begin
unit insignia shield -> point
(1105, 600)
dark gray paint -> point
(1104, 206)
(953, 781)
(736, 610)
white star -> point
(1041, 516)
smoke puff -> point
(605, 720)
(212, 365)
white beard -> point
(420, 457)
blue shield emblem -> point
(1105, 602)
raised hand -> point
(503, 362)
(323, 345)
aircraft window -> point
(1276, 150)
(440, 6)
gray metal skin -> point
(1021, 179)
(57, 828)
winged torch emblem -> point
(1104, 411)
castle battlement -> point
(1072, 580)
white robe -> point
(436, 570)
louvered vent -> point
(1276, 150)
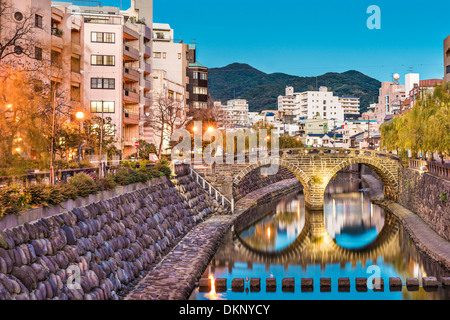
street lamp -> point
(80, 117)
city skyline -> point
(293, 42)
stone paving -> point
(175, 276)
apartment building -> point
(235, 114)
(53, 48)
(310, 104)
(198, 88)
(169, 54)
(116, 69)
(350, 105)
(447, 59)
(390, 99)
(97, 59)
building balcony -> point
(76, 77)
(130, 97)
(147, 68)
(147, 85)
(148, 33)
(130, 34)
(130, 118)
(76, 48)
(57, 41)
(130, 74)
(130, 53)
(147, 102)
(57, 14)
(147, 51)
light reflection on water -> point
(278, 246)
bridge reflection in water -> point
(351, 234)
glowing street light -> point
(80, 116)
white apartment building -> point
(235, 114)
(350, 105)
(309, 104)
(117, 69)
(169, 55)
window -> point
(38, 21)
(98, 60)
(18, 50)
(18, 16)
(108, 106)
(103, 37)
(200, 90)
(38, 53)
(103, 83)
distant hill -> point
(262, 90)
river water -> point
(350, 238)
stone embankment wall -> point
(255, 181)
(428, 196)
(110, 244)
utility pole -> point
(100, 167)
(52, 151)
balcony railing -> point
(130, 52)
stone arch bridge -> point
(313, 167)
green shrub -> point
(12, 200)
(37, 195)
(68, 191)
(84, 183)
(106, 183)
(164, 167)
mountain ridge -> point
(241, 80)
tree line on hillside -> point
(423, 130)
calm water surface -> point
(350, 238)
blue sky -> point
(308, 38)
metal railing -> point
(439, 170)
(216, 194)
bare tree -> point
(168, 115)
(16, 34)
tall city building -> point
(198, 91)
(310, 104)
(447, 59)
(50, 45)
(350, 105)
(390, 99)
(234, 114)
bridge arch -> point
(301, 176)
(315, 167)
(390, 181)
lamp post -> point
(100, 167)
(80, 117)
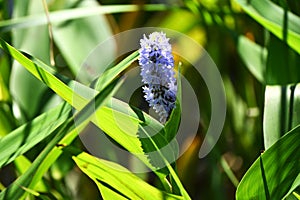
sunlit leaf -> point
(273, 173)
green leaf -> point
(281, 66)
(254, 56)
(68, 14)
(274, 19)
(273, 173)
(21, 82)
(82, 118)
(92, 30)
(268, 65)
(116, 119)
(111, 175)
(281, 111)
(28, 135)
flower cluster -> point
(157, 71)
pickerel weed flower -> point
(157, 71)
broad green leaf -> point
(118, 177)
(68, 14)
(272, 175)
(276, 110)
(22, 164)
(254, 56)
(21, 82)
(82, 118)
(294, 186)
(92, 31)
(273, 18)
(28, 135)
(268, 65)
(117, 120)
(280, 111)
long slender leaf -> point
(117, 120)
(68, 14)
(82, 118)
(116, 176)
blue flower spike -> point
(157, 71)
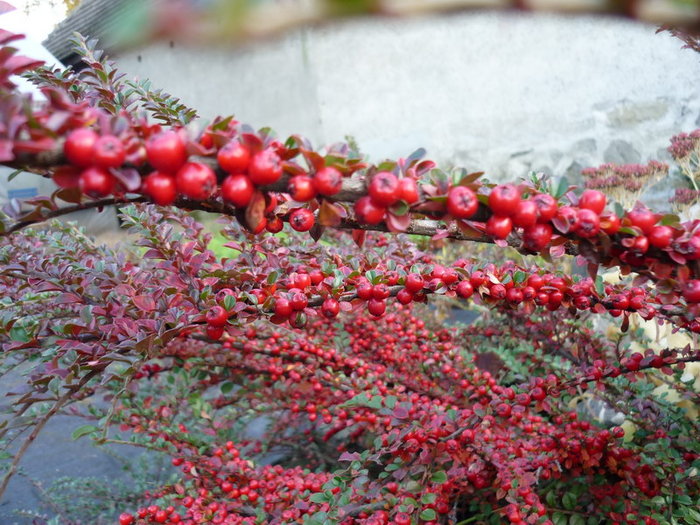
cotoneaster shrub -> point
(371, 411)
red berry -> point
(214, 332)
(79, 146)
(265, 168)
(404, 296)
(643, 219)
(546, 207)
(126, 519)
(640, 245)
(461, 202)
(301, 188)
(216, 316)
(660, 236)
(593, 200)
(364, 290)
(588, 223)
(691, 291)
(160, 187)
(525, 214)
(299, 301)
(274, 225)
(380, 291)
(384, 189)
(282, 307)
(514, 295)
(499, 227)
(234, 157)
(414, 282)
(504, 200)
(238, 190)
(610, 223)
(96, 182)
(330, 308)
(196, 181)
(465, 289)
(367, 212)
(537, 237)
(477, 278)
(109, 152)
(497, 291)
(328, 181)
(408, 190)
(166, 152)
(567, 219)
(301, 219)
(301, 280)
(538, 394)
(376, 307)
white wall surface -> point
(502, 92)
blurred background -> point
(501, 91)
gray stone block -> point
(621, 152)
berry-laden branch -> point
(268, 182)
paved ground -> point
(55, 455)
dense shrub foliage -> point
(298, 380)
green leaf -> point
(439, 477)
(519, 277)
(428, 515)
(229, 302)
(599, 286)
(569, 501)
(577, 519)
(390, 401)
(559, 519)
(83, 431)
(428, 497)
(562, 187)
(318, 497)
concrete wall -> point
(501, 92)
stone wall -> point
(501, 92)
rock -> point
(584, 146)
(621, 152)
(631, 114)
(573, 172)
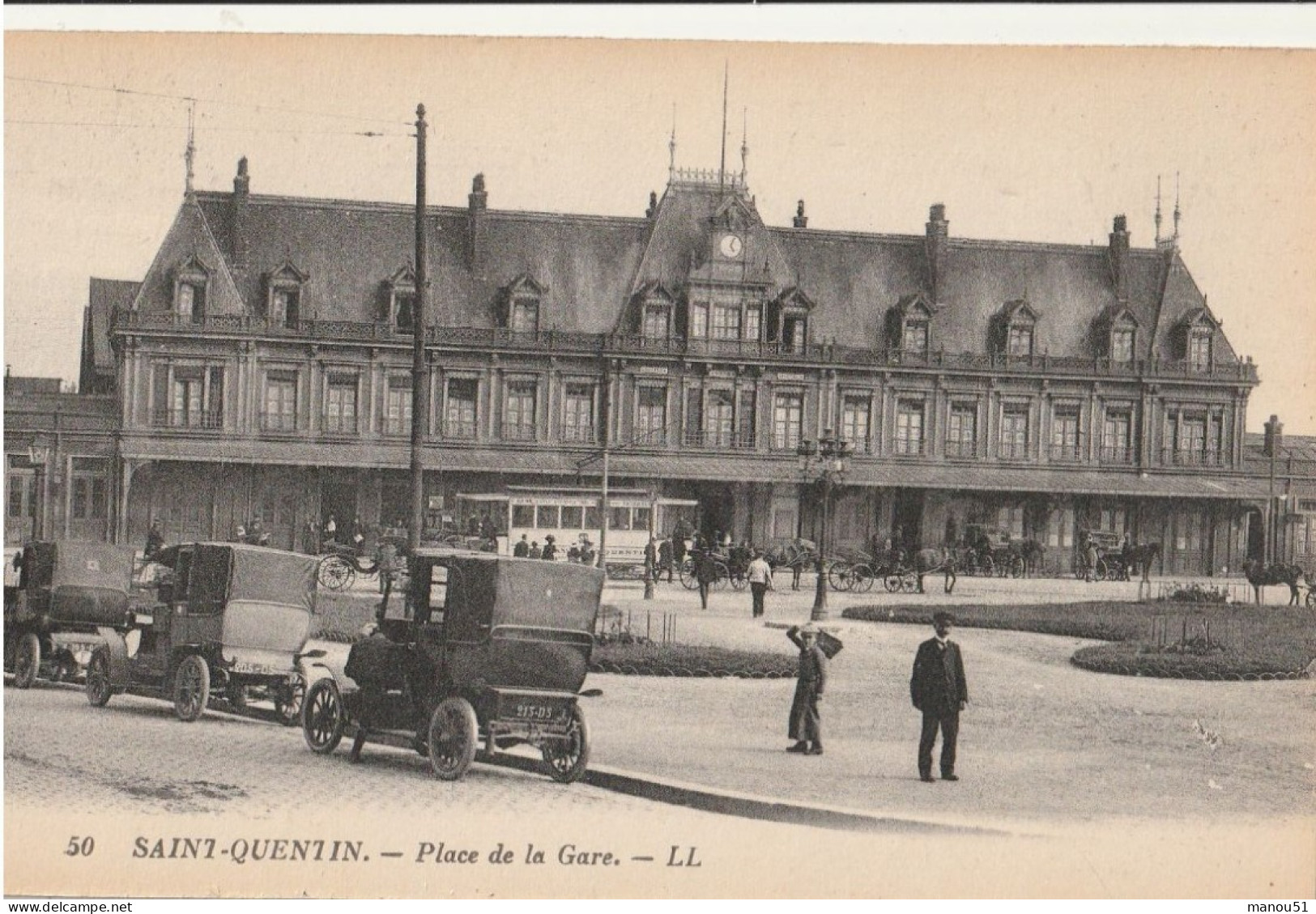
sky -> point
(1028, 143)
end
begin
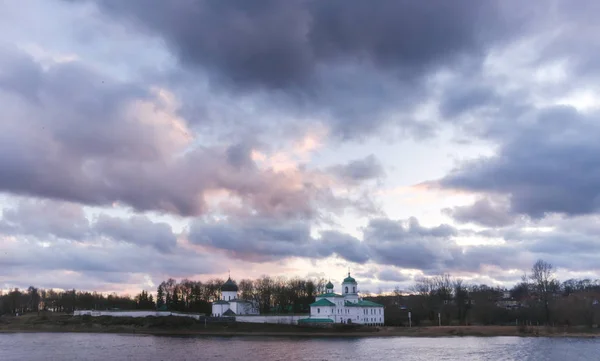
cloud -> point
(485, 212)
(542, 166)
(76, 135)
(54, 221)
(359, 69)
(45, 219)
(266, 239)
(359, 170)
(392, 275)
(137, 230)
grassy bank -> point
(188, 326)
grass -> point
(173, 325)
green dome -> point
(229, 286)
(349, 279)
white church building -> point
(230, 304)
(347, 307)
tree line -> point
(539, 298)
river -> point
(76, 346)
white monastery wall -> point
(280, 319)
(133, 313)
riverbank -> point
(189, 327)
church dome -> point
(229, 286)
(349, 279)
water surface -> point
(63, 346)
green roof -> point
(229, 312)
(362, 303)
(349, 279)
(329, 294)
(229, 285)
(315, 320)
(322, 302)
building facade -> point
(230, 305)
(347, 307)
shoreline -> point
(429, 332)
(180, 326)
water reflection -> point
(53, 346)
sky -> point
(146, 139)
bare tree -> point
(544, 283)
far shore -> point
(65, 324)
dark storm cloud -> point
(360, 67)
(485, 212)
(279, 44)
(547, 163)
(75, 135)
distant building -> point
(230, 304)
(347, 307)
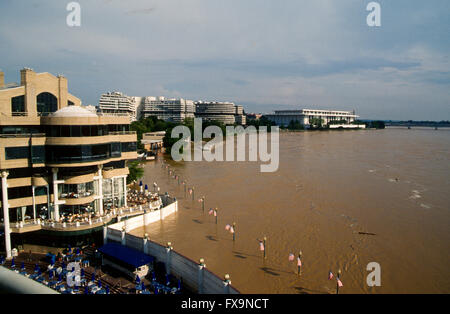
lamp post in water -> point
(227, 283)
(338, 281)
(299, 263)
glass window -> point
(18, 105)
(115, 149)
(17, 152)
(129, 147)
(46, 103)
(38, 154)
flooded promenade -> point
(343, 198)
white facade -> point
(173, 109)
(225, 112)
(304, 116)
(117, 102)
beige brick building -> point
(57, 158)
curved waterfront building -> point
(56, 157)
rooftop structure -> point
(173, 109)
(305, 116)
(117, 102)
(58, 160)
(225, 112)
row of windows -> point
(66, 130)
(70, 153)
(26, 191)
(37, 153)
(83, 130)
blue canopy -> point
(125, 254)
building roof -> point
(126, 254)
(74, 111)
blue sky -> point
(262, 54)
end
begin
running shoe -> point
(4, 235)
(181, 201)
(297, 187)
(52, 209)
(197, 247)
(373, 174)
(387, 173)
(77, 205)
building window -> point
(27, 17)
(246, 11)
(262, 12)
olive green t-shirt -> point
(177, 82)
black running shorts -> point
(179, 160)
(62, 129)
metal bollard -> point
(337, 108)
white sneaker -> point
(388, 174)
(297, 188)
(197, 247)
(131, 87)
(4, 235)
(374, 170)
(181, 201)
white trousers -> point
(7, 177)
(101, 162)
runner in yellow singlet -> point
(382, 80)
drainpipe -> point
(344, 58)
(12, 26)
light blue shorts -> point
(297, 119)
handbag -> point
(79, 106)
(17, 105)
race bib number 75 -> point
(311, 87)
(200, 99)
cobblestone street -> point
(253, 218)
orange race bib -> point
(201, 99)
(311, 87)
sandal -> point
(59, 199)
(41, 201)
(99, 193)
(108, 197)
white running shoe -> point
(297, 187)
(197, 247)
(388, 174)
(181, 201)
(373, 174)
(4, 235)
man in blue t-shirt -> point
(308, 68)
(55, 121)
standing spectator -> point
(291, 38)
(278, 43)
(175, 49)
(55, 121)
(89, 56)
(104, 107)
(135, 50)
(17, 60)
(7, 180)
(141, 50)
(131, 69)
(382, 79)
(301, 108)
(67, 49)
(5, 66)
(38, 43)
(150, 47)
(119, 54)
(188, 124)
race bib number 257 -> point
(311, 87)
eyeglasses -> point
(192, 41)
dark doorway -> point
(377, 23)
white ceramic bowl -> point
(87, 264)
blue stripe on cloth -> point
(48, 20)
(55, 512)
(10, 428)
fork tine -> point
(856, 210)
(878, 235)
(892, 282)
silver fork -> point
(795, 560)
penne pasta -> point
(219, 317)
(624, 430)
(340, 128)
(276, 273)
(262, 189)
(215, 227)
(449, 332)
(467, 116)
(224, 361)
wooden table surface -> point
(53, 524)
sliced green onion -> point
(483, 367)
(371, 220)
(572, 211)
end
**Set exercise**
Pick out every line above that contains the word "dark" and copy each one. Case counts, so uppercase and lowercase letters must match.

**Exercise solution**
dark gray paint -> point
dark storm cloud -> point
dark doorway -> point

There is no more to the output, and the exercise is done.